The task :: Set down exactly, from the records below, the line with "Target: white cloud" through the line with "Target: headlight bezel", and nothing else.

***** Available records *****

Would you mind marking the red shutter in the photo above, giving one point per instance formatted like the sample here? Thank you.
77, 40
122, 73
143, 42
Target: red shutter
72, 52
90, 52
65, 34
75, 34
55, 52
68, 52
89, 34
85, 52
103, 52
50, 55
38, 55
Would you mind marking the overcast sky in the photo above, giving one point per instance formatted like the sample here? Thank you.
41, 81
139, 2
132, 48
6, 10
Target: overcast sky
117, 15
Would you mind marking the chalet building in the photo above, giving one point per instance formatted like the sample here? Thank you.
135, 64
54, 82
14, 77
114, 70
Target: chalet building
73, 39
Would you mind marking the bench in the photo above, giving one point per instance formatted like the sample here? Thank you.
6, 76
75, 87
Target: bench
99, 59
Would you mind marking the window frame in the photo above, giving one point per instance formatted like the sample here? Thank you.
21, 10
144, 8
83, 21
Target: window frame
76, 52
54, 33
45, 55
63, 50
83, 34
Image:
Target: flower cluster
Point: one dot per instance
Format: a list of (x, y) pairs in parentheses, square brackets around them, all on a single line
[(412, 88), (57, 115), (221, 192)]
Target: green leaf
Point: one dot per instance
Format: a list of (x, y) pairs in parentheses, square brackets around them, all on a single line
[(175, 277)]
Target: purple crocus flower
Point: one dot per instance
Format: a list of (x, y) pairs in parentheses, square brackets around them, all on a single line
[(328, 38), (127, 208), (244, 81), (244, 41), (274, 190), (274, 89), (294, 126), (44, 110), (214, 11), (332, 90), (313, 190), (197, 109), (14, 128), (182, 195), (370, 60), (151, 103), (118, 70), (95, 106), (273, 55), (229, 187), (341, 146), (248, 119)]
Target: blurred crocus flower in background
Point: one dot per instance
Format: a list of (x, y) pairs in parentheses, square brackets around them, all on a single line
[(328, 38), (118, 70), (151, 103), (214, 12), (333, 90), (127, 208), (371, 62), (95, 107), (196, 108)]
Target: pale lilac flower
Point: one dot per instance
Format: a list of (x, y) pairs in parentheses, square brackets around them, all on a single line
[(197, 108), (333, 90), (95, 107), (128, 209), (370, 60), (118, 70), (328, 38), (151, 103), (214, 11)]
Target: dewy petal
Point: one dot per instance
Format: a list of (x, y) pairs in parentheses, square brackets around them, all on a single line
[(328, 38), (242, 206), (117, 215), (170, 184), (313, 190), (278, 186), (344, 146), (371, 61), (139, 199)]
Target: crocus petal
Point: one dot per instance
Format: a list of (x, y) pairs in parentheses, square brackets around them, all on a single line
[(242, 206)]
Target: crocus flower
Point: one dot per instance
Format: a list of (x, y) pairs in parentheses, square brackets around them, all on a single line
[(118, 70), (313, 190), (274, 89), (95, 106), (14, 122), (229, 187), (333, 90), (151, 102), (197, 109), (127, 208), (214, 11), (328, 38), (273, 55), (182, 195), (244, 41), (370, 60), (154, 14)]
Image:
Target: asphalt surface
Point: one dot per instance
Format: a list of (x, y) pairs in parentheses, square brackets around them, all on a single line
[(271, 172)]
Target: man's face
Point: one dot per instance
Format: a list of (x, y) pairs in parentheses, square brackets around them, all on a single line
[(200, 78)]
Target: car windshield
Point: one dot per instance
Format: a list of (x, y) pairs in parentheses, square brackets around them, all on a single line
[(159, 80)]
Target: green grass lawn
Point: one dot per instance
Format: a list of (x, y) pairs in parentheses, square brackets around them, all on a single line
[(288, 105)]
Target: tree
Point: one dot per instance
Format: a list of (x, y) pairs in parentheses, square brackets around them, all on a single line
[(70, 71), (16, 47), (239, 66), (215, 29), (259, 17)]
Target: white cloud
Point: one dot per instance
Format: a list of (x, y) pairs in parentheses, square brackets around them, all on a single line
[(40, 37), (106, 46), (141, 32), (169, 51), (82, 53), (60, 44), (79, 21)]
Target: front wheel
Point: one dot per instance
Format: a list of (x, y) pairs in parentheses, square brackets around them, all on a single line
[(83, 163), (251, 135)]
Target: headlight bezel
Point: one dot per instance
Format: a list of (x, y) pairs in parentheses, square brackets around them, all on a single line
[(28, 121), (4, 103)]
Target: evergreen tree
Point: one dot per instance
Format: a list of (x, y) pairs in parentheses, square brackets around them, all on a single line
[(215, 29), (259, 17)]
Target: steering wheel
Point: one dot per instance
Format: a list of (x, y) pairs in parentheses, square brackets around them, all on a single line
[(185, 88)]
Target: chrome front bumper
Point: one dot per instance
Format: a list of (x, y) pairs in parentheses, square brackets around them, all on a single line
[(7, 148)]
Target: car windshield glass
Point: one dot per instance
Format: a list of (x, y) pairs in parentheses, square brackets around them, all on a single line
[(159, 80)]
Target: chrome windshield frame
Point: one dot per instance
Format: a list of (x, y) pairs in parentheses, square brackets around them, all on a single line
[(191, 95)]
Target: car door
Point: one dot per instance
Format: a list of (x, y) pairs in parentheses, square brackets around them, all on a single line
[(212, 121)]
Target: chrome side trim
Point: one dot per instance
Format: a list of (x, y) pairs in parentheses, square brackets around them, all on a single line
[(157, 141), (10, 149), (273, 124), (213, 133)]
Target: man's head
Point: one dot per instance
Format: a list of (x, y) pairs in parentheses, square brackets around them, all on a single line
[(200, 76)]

*****
***** Available records *****

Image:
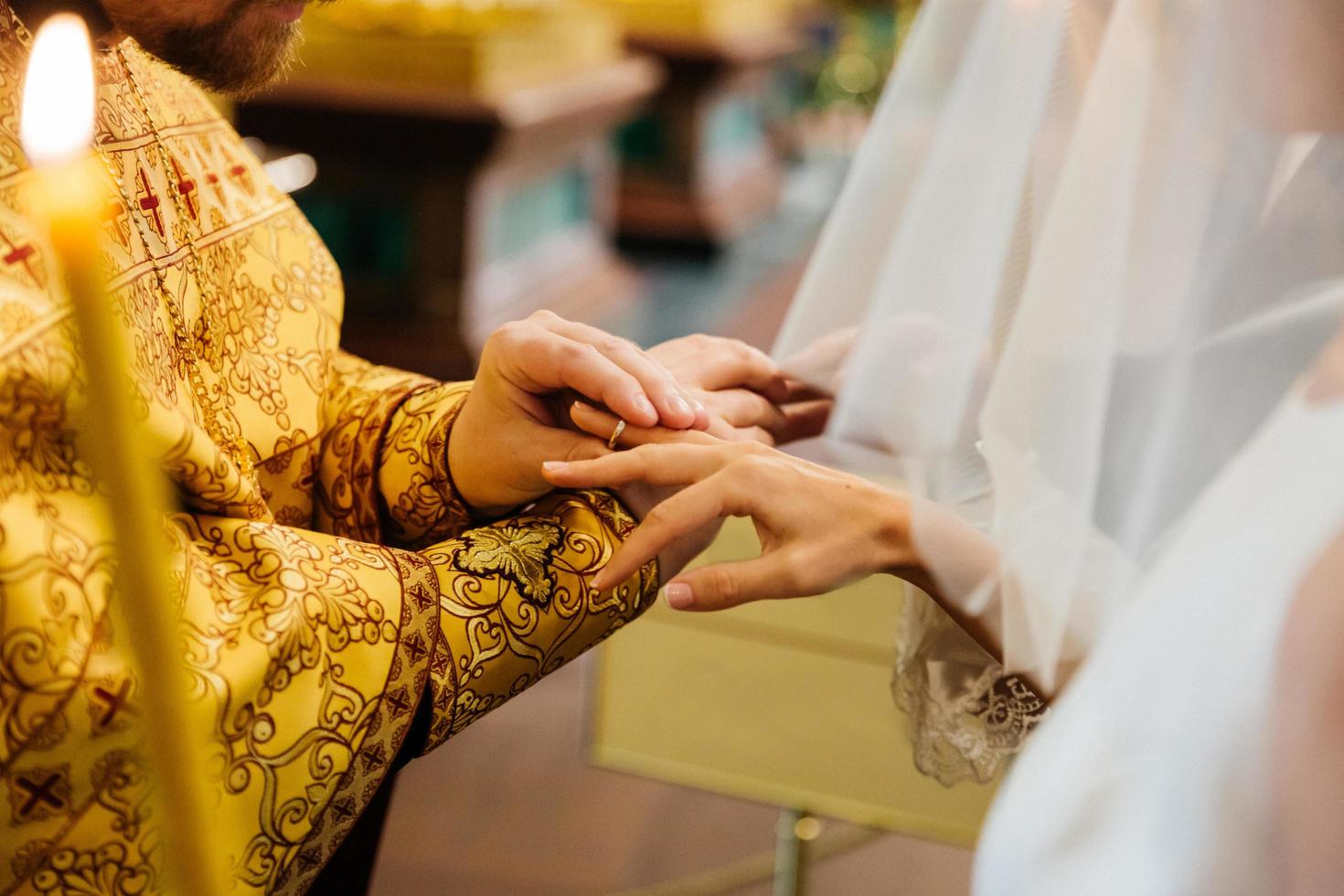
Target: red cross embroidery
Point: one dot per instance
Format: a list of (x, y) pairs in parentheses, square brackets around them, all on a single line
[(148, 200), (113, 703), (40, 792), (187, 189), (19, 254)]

*****
***** Available records *****

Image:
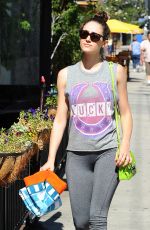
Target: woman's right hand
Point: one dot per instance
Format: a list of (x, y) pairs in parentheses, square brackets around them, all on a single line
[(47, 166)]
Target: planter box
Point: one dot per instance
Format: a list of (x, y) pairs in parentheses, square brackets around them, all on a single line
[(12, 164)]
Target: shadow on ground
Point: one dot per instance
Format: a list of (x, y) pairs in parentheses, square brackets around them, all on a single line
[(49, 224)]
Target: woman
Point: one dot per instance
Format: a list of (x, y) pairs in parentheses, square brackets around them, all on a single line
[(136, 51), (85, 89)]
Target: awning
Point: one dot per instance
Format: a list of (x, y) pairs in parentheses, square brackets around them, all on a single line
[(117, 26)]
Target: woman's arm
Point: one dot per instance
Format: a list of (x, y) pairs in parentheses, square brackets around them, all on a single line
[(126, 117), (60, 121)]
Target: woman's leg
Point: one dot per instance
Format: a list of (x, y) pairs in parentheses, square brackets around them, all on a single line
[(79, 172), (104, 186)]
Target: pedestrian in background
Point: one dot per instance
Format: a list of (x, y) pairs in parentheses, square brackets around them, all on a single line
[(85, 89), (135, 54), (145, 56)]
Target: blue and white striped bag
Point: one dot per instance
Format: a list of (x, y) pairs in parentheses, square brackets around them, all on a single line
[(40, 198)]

*****

Completed exercise ::
Target: white cloud
Point: one dot per instance
Format: a list of (x, y) pairs in parentheses, square brackets around them, all on a single line
[(40, 37), (106, 46), (141, 32), (169, 51), (82, 53), (60, 44), (79, 21)]
Target: front wheel
Point: one dot per instance
Format: a list of (x, y) pairs in parentheses, square brackets around them, all on a single line
[(83, 163), (251, 135)]
Target: headlight bezel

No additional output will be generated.